** TASKS FOR THIS EXERCISE **
A. From the article on Taylor Woods's national award, copy the passage between "For more than" and "70 livestock markets.", inclusive.
B. List every animal disease named in the article on Taylor Woods's national award.

** EXCERPTED TEXT **
_ _ _ _ _ _ _

|State Veterinarian Taylor Woods
Receives National Award
Missouri's state veterinarian Dr. Taylor Woods, a 1959 graduate of the MU College of Veterinary Medicine, has been awarded the 2010 James A. Graham Award for Outstanding Service to Agriculture by the National Association of State Departments of Agriculture. This prestigious national honor recognizes the contributions of one individual for service to agriculture.
For more than 30 years, Woods has led efforts to protect Missouri's livestock from disease. His expertise has helped the state gain recognition throughout the world as a producer of quality livestock.
Woods embraces both his roles as Missouri's State Veterinarian and Director of the Department of Agriculture's Animal Health Division. With nearly 100,000 animals moving into and out of the state each week, it is critical that Missouri's livestock remains disease free. Woods continues to guide his staff to constantly monitor the interstate and intrastate movement of livestock for disease outbreaks and risks as they venture through Missouri's network of over 70 livestock markets.
Taylor Woods has been the state's top veterinarian twice, with a total tenure of nearly 20 years leading the Animal Health Division. During these two tenures as State Veterinarian, Woods has led Missouri to the forefront of the U.S. agricultural industry. With a career in large animal veterinary medicine and animal health regulation spanning a half century, Woods brings a wealth of knowledge and experience to his position. He has spent his entire career developing procedures and policies to indentify and combat tuberculosis, pseudorabies, avian influenza and dozens of other diseases that could threaten the viability of Missouri's livestock industry. He led the charge in eliminating the last positive brucellosis herds in the state and Missouri was granted a bovine brucellosis free status in May 2004. He has been instrumental in obtaining a pseudorabies-free status in both Missouri and Arkansas. Woods also developed the Equine Infection Anemia programs in Missouri and Arkansas, which have been instrumental in the reduction of positive equines and still a valuable asset to the eradication of the disease.

_ _ _ _ _ _ _

** DATA SHOWN **

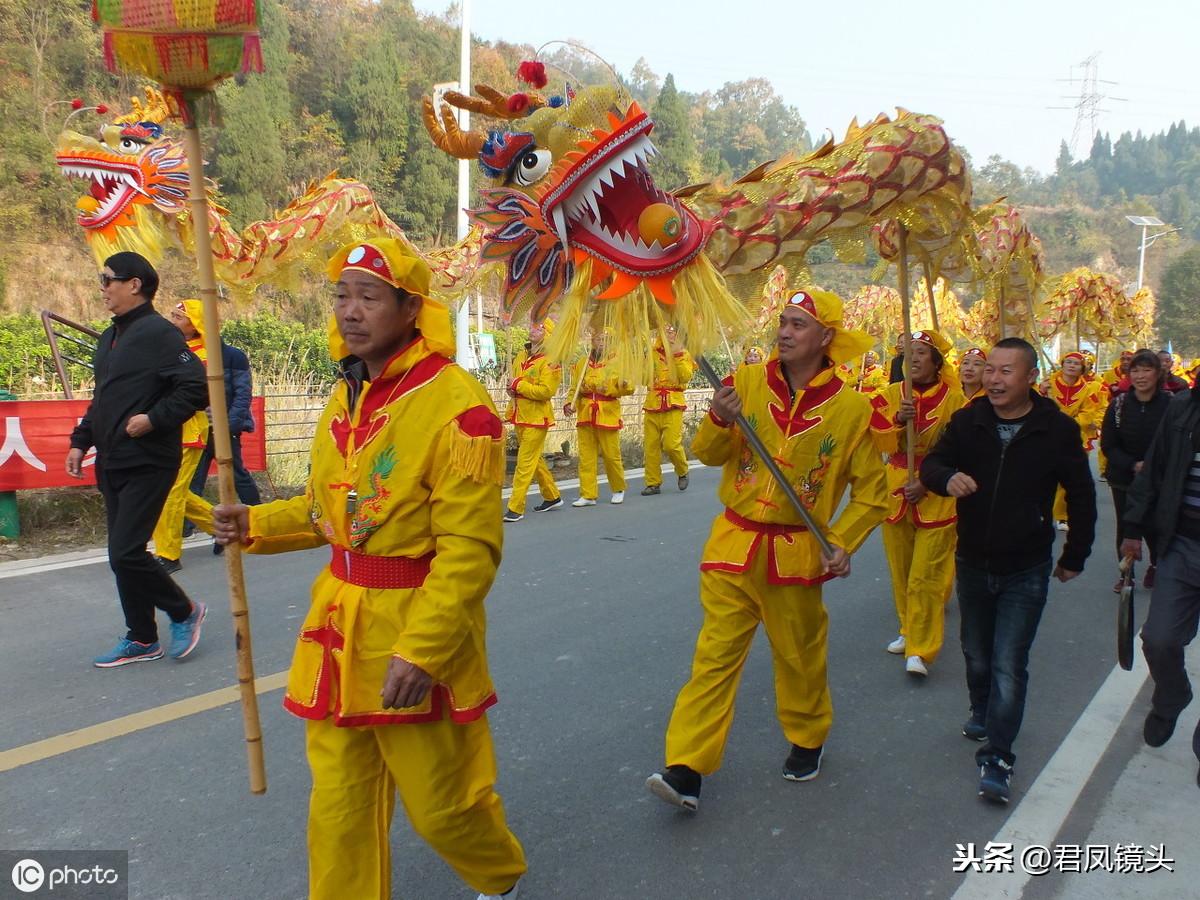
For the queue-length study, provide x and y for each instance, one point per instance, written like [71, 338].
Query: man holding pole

_ _ _ _ _ _ _

** COMPLETED EXERCISE **
A.
For more than 30 years, Woods has led efforts to protect Missouri's livestock from disease. His expertise has helped the state gain recognition throughout the world as a producer of quality livestock.
Woods embraces both his roles as Missouri's State Veterinarian and Director of the Department of Agriculture's Animal Health Division. With nearly 100,000 animals moving into and out of the state each week, it is critical that Missouri's livestock remains disease free. Woods continues to guide his staff to constantly monitor the interstate and intrastate movement of livestock for disease outbreaks and risks as they venture through Missouri's network of over 70 livestock markets.

B.
- Tuberculosis
- Pseudorabies
- Avian influenza
- Brucellosis
- Equine Infection Anemia